ACTIVITY: Search the records for the word "pedestrian" and report each line that has it.

Start of DATA RECORDS

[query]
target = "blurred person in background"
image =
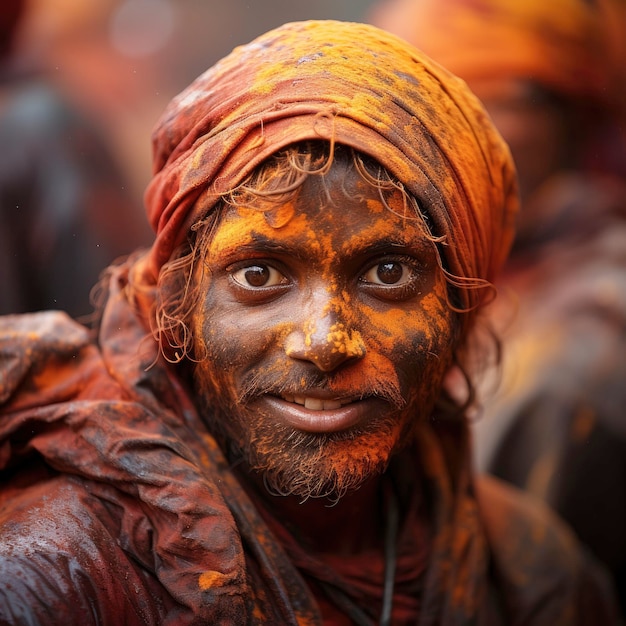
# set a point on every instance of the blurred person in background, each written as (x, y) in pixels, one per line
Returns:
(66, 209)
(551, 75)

End of DATA RECORDS
Start of DATA RECORDS

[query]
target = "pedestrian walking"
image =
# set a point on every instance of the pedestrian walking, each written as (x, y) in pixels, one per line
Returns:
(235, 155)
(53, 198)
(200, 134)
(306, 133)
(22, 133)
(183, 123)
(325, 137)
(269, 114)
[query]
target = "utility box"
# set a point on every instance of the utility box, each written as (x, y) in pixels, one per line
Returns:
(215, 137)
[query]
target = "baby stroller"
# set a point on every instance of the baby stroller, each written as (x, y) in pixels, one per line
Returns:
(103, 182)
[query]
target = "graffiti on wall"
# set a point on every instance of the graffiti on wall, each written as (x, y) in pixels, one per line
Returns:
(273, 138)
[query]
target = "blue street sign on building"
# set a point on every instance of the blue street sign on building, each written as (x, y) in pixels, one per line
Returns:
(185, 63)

End of DATA RECORDS

RESPONSE BELOW:
target = "pedestrian walking"
# set a point on every instance of the pedestrian walking, each written as (x, y) in pixels, one per line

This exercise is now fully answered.